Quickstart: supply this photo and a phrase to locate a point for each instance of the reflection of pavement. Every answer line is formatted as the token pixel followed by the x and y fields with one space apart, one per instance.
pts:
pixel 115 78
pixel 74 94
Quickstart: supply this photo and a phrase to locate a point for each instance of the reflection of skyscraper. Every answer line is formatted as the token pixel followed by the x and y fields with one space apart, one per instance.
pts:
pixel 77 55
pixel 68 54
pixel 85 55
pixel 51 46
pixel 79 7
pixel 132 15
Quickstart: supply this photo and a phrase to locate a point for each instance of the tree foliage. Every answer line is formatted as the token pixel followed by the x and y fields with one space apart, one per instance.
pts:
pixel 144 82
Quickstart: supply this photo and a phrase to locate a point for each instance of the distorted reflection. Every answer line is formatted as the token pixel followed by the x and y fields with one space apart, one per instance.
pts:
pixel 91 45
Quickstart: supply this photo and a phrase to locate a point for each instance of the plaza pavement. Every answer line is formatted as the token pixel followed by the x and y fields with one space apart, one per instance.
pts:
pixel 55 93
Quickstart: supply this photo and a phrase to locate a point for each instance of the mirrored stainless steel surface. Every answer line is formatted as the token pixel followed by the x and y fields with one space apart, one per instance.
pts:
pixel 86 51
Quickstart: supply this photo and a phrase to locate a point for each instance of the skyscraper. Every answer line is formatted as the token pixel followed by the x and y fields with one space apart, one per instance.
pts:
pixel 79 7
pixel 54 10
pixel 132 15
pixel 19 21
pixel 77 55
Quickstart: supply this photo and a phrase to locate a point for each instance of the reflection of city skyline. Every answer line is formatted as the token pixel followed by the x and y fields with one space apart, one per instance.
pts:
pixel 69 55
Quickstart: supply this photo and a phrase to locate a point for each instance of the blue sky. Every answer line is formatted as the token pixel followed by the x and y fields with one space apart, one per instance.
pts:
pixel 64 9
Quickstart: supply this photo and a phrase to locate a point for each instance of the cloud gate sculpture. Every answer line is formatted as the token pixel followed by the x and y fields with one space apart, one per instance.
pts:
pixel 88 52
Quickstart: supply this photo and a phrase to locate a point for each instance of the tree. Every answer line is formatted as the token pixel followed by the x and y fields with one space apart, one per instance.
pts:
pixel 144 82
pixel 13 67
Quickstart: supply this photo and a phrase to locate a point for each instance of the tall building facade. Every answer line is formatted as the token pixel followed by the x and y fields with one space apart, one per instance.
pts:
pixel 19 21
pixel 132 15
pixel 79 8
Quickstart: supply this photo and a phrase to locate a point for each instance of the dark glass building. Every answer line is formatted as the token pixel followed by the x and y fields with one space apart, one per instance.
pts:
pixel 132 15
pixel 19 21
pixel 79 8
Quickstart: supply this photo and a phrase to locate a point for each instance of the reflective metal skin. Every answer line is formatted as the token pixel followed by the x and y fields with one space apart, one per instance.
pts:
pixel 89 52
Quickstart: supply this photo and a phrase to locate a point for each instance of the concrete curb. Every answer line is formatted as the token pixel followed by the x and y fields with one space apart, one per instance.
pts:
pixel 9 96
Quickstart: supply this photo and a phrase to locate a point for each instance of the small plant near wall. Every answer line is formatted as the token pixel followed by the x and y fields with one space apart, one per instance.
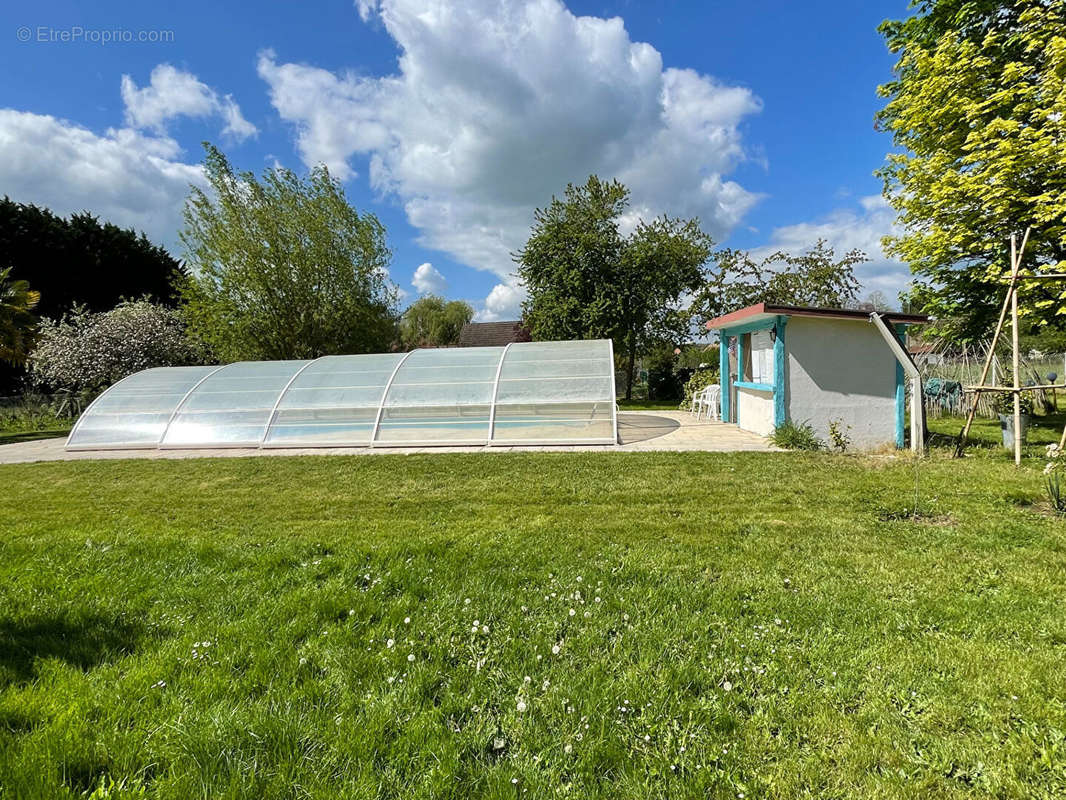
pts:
pixel 795 436
pixel 1052 479
pixel 839 436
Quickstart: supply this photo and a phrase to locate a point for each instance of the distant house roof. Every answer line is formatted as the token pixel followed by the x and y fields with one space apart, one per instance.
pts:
pixel 761 312
pixel 493 334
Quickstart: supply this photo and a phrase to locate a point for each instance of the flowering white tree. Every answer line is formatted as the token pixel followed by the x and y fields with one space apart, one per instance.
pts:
pixel 85 351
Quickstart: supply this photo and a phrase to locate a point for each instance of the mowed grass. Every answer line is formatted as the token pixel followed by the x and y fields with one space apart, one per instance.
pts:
pixel 616 625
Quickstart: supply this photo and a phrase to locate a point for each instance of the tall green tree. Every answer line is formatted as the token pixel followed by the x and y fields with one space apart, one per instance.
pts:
pixel 814 277
pixel 978 109
pixel 432 321
pixel 283 267
pixel 584 280
pixel 17 322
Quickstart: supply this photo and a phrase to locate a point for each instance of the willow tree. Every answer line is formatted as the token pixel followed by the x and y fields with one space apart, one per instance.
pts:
pixel 978 110
pixel 283 267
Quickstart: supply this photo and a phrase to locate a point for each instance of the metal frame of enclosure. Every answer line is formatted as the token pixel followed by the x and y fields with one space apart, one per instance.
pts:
pixel 536 393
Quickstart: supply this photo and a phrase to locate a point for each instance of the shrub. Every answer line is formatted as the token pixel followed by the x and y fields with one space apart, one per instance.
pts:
pixel 84 352
pixel 1052 483
pixel 839 436
pixel 795 436
pixel 699 380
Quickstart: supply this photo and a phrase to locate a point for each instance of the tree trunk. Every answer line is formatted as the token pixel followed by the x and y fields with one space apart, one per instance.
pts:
pixel 630 369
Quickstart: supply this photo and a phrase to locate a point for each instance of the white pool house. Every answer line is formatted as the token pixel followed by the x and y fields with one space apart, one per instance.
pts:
pixel 542 393
pixel 818 366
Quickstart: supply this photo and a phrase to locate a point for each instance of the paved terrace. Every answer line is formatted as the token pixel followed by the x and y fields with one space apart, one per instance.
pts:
pixel 641 431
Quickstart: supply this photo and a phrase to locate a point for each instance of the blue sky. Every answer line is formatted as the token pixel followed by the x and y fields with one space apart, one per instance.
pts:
pixel 452 120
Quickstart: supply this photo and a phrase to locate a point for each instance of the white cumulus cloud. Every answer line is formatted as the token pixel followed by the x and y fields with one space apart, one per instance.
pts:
pixel 427 280
pixel 851 228
pixel 497 106
pixel 504 302
pixel 123 176
pixel 172 93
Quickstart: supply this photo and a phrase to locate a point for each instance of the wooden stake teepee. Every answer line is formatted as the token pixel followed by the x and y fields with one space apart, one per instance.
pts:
pixel 1010 302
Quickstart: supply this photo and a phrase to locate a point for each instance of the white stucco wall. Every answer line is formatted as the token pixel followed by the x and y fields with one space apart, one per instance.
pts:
pixel 841 369
pixel 755 411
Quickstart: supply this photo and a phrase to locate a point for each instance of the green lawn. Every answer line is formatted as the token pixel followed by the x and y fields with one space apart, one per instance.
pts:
pixel 656 625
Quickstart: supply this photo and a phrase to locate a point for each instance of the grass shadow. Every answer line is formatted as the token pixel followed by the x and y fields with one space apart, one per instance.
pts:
pixel 13 437
pixel 82 642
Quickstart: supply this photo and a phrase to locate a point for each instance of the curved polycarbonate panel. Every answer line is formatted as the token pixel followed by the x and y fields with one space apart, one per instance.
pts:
pixel 134 412
pixel 231 408
pixel 440 396
pixel 556 392
pixel 333 402
pixel 529 393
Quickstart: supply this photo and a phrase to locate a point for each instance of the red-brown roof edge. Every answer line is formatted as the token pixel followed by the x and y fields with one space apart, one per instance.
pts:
pixel 795 310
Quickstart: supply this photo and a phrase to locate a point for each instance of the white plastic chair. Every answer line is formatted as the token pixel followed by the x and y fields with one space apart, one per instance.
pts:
pixel 708 401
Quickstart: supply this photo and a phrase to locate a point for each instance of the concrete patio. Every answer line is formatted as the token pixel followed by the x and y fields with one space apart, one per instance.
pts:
pixel 640 431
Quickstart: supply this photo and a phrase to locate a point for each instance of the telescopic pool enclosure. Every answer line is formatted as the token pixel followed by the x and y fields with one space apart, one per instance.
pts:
pixel 538 393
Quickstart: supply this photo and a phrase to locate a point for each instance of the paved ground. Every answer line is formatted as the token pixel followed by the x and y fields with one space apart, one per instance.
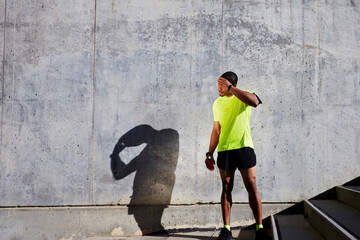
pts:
pixel 199 235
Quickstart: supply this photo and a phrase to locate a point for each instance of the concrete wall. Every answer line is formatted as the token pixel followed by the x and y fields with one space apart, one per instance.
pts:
pixel 77 76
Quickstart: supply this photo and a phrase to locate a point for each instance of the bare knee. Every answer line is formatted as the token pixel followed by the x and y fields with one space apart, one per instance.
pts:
pixel 227 187
pixel 250 185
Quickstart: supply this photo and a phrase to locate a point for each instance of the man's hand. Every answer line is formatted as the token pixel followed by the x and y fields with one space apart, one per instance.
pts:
pixel 223 84
pixel 210 162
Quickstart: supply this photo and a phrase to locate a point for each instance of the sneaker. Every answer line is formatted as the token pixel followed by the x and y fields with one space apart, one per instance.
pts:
pixel 225 234
pixel 261 234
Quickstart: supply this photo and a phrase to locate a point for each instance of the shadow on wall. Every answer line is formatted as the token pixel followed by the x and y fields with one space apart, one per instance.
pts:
pixel 155 173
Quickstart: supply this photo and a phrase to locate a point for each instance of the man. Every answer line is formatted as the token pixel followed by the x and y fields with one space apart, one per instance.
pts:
pixel 231 135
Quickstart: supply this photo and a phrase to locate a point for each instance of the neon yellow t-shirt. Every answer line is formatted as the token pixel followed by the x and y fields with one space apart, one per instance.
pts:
pixel 234 118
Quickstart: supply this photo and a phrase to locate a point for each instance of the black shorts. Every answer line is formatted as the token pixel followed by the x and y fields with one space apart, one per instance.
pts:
pixel 242 158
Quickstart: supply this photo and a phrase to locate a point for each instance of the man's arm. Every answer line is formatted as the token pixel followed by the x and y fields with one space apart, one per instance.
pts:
pixel 244 96
pixel 214 140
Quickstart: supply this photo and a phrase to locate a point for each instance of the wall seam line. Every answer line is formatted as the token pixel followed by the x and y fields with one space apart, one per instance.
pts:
pixel 3 85
pixel 93 145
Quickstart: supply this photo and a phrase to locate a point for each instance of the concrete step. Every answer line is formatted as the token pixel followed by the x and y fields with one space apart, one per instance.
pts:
pixel 295 227
pixel 333 219
pixel 348 217
pixel 349 195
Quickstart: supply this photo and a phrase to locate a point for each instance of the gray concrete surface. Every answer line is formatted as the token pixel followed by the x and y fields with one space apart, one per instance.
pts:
pixel 77 76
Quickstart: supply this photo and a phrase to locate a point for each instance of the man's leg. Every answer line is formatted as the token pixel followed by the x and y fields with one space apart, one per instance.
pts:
pixel 227 178
pixel 249 178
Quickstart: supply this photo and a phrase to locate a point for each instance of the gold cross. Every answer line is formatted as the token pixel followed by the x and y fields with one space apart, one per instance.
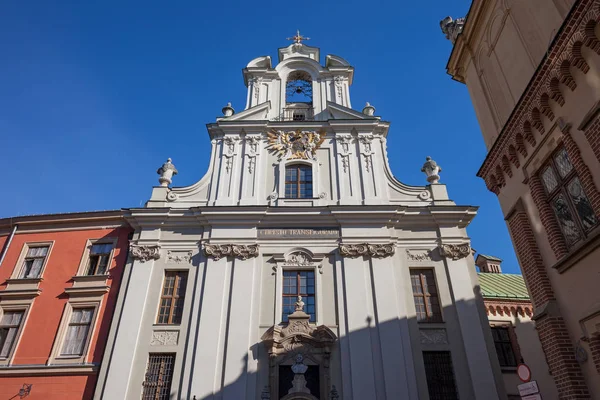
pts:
pixel 298 38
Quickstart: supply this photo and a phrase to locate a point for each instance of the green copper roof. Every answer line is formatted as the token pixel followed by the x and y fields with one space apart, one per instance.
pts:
pixel 504 286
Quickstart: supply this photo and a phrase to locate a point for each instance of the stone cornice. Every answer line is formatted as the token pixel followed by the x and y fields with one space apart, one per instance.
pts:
pixel 241 251
pixel 70 221
pixel 383 215
pixel 526 119
pixel 367 249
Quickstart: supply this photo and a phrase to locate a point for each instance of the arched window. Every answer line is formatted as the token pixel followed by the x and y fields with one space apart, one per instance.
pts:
pixel 298 181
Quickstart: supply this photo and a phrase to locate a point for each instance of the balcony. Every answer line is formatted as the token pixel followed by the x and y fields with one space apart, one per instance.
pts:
pixel 297 112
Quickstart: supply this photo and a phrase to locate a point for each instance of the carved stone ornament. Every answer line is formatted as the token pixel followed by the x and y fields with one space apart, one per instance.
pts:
pixel 418 255
pixel 433 336
pixel 366 249
pixel 455 251
pixel 299 338
pixel 241 251
pixel 164 338
pixel 144 253
pixel 172 196
pixel 295 144
pixel 174 256
pixel 166 173
pixel 432 170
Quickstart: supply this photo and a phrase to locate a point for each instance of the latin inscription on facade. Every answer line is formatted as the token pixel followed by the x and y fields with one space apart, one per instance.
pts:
pixel 309 233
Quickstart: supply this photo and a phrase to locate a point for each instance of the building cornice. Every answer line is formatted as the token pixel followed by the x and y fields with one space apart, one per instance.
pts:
pixel 66 221
pixel 383 215
pixel 532 108
pixel 461 50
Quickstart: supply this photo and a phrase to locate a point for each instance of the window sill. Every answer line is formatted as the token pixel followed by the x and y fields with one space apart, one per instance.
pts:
pixel 578 252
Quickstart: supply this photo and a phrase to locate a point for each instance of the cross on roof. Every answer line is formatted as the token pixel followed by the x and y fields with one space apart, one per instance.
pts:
pixel 298 38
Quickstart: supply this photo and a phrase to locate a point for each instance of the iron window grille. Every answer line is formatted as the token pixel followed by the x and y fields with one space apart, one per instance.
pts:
pixel 427 303
pixel 98 262
pixel 504 348
pixel 10 323
pixel 34 261
pixel 298 283
pixel 440 375
pixel 567 198
pixel 159 374
pixel 172 297
pixel 298 182
pixel 77 332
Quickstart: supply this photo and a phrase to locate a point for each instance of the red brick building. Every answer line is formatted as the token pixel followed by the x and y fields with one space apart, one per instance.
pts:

━━━━━━━━

TASK STATEMENT -
Copy the rows from the very beginning through the line containing "pixel 74 94", both ends included, reproducing each line character for character.

SOLUTION -
Quickstart: supply this photo and a phrase to locate a point for each instance of the reflection of pavement. Every answer line is formatted as the token pixel followed by the x and y fields with one space apart, one per instance.
pts:
pixel 115 78
pixel 74 94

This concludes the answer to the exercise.